### [Aim of the task]
All lines of the following material must be written out exactly as they appear.

### [Task data]

★ ★ ★ ★ ★

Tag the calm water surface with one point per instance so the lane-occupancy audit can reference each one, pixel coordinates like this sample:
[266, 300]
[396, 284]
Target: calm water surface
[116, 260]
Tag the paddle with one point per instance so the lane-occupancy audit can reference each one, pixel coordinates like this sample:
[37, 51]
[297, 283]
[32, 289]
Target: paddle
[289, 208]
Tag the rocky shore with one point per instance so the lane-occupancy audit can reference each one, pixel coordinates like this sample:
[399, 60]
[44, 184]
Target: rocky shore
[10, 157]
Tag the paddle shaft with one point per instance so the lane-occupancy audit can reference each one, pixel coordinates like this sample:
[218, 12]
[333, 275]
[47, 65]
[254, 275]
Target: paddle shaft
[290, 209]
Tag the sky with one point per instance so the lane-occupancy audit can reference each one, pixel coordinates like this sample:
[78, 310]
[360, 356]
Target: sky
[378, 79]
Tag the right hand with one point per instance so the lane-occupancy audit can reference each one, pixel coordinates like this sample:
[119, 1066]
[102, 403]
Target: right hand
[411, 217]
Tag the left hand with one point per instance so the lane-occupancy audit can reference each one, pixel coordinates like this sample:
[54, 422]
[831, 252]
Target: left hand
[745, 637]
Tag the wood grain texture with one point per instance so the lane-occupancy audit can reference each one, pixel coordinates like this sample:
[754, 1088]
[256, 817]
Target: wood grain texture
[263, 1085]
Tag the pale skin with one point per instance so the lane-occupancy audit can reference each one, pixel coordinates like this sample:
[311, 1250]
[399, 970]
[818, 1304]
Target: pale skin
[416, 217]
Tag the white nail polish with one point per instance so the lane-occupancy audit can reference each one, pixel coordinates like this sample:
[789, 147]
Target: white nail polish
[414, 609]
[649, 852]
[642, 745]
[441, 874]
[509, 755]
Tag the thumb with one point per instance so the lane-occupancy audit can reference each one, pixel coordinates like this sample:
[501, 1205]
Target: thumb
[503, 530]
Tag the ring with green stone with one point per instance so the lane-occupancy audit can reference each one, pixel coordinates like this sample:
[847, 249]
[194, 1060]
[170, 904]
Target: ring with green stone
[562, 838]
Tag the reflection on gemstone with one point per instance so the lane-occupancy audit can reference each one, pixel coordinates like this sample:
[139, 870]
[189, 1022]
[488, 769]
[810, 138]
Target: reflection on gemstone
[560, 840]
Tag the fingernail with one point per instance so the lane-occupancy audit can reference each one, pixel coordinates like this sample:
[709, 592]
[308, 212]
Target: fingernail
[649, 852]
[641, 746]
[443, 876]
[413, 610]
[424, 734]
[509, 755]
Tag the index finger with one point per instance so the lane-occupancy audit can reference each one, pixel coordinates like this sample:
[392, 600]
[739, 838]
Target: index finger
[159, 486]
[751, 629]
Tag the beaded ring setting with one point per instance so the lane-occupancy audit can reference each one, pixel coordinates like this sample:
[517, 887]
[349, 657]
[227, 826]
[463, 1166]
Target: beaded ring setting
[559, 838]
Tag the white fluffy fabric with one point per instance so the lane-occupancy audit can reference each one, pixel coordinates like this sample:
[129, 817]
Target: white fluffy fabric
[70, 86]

★ ★ ★ ★ ★

### [Your solution]
Tag the calm water surface with one point per instance so the lane-occupancy audit can reference each one, pixel coordinates like this sample:
[266, 300]
[396, 284]
Target: calm water surface
[116, 260]
Tag the paddle with one point per instance so the lane-occupancy audit can reference each one, pixel coordinates like this sample:
[37, 51]
[297, 283]
[32, 289]
Target: paddle
[289, 208]
Tag the rocky shore with one point per instance so the lane-occupancy audit can reference each one, pixel coordinates like this sample:
[399, 60]
[44, 184]
Target: rocky shore
[10, 157]
Tag the paddle shaft with one point per instance so the lane-occupancy audit can reference each one, pixel coordinates like this sample:
[218, 12]
[333, 275]
[47, 65]
[254, 275]
Target: paddle shaft
[290, 209]
Tag the sky with one point per instance so the lane-occupancy audit can reference each one, pixel coordinates like this sample:
[78, 310]
[360, 356]
Target: sky
[378, 79]
Tag the right hand with one point per instance so the lane-occupancy audit can reference each one, pixel coordinates like this sample:
[119, 1066]
[102, 403]
Target: right hand
[411, 217]
Tag the left hand with one point per instance so the lane-occupancy audit can reference each one, pixel coordinates like this sample:
[54, 422]
[831, 252]
Target: left hand
[745, 637]
Tag the wood grain texture with one point per instance so the lane-occupancy audit can reference each one, pixel coordinates like this sample:
[754, 1088]
[256, 817]
Target: wood grain texture
[263, 1085]
Tag the pale skin with one point per instance so the lane-occupancy audit can reference each one, pixel coordinates like this sample:
[311, 1250]
[399, 970]
[818, 1304]
Target: pale skin
[416, 217]
Tag the white nail polish with one point per instance so the lane-occupancy audit can reference each one, pixel coordinates like this sample:
[789, 147]
Target: white nail polish
[414, 609]
[649, 852]
[642, 745]
[441, 874]
[509, 755]
Tag the thumb with one point per instance so the lane-occupancy audit can reference each one, pixel coordinates like this sample:
[501, 1205]
Target: thumb
[503, 530]
Tag the ring with green stone with one point per instance so the lane-occupancy audit can reference each one, pixel coordinates like this sample:
[847, 249]
[194, 1060]
[170, 904]
Target: ring with green stone
[562, 838]
Tag the reflection on gemstone with one point per instance so the lane-occupancy audit can reference each one, pixel coordinates like this sample:
[139, 870]
[189, 1022]
[488, 769]
[810, 138]
Target: reflection on gemstone
[560, 840]
Tag the fingernail with one point per instance so the lane-occupancy audit can reference each one, pixel coordinates like this sample:
[709, 592]
[308, 212]
Target: fingernail
[649, 852]
[641, 746]
[443, 876]
[413, 610]
[424, 734]
[509, 755]
Tag the index finger with one point per instance so the lane-occupancy audit can reference each one, pixel coordinates like this sample:
[392, 600]
[739, 838]
Target: index finger
[159, 486]
[751, 629]
Tag the beaded ring setting with one point per instance so the lane-occupancy audit can reference each one, pixel coordinates like this sample:
[517, 887]
[349, 657]
[227, 826]
[463, 1166]
Target: beaded ring setting
[559, 838]
Tag the white fluffy fabric with one point per instance so the lane-occupancy audit can reference each one, pixel coordinates like this sample:
[129, 817]
Target: white fluffy fabric
[70, 86]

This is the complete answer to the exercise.